═══ Metinden bölüm
4 Eylül 2022 Pazar

ÇARDAK KÖYÜ

 

Yenişehir ilçe merkezinin batı kısmında kuruludur. 240 metre rakımda Yenişehir ile aynı adı taşıyan ovanın en batısında yer alır. Kuzeyinde Toprakocak ve Menteşe, kuzeybatısında Koyunhisar, güneyinde Çeltikçi, kuzeydoğusunda Karacaali ve doğusunda da Yolören yerleşimleri ile komşudur. Bursa asfaltını takip ederek 12. km den itibaren sola dönülüp asfalt yol takip edilerek köy merkezine ulaşabilmek mümkündür.

Köyün tarihi oldukça eskiye dayanmaktadır. Terkedilmiş bir Bizans köyü ya da civarına kurulduğu tahmin edilmektedir. Bursa’yı Kestel ve Dimboz üzerinden Tekke köyden geçen ünlü Roma yoluna bağlayan tarihi yol bu köyün hemen yanından geçmekteydi.

Köyün 1,5 km kadar kuzeyinde 190 metre rakımda kurulu höyük ilk kez 1948 yılında Kılıç Kökten tarafından tespit edilmiş ve M.Ö. 2 binli yıllara tarihlendirilmiştir. Üvecik tepe olarak da adlandırılan höyükte İlk Tunç Çağı çanak ve çömleklerinin yanı sıra küp ve testi parçalarına rastlanmıştır.[1] Yaklaşık 200 metre çapında olan höyük Çarsak Köyün tarihinin ne kadar eskilere dayandığının da açık bir ispatıdır.

Bir rivayete göre ise Bizans devrinde donanmasının abanoz üretiminin çevre ormanlardan sağlanarak bu köyde yapıldığı rivayet edilmektedir.
══════
═══ Verilen veriler
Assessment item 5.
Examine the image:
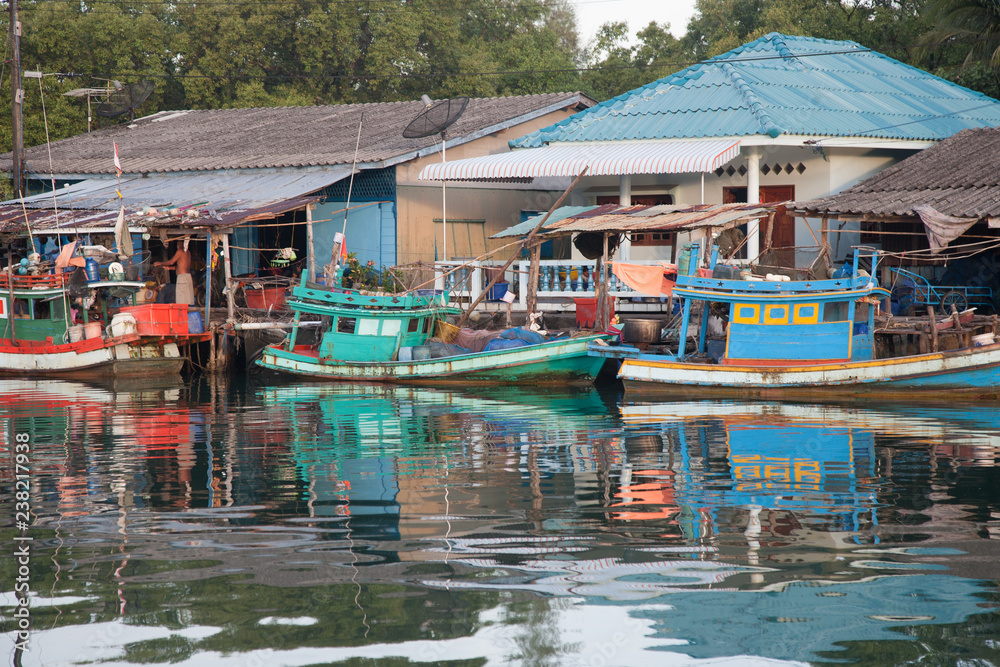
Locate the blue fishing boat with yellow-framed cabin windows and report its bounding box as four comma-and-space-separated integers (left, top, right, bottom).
590, 249, 1000, 396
══════
Yapılacak iş »
Çardak köyünü anlatan metni, son cümlesinden sonrasını yazarak devam ettirin. Bu alıştırmada verilere ihtiyacınız olmayacak.

Alıştırmanın yanıtı »
Köyün arazisinin karasuluk olması nedeniyle olacak ki ilk kurulduğu dönemlerde buradaki evler çardak şeklinde iki katlı olarak yapılmıştı. Bu nedenle de çardak evli köy anlamına da gelen “Çardaklı Köy” veya “Çardak Köy” olarak anılmıştır.[2] 1521 tarihli bir tahriri defterine göre köy ile Çeltikçi arasında kalan arazide kurulu olduğu tahmin edilen “Adaköy” isimli yerleşim yeri bulunmakta idi. Bu tarihte söz konusu köyde 10 hane Müslüman ve 10 hane gayrimüslim olmak üzere 20 hane yaşamakta idi.[3] Köy zaman içerisinde boşalarak terkedilmiştir.

Dönem içerisinde kurumaya başlayan Marmaracık Gölü arazisi üzerine kurulmuş olan Çardak Köyü’nün ilk kurulduğu yıllarda oldukça geniş arazileri bulunmaktaydı. Söz konusu köy toprakları o dönemde kuzeyde Karacaali ve Menteşe Köyü arazilerine, doğuda Çeltikçi ve Karasıl’a, güneyde Boğazköy’ün bulunduğu yerlere, batıda da Marmaracık Gölü kıyılarına ve Meseniz’e kadar dayanmakta idi. Orhan Gazi döneminde buraları döneminin tanınmış kumandanlarından Çavuşbaşı Ahmet Bey’e verildiği söylenmektedir. Bir çiftlik yeri olan Ahmet Bey’in bu toprakları köy olarak yarıcı ve ırgatları tarafından kurulmuştur. İlk zamanlar adının Çavuşbaşı Çiftliği olduğu konusunda rivayetler de mevcuttur. Mehmet Göktekin’e göre Çavuşbaşı Ahmet Bey köyde yaptırmış olduğu caminin bahçesinde gömülüdür.[4]

Osmanlı’nın kuruluş döneminde bir var olma savaşı niteliğini taşıyan Koyunhisar Muharebesi’nde şehit düşen alp ve dervişlerin gömülü olduğu Çardak Köy arazisinde bugün dahi yapılan kazılarda bu şehitlerin kılıç ve kemiklerine yer yer rastlanmaktadır. Köy halkı ise kazılarda çıkan bu şehitlere sahip çıkarak yatırlar yapmıştır. Köyde bulunan “Dedebaşı Şehitliği” ve “Süt Dede Yatırı” bunlardandır.[5] Ayrıca köyün içinde önceleri “Erkızım” ismi verilen bir yatır bulunduğu bilinmektedir.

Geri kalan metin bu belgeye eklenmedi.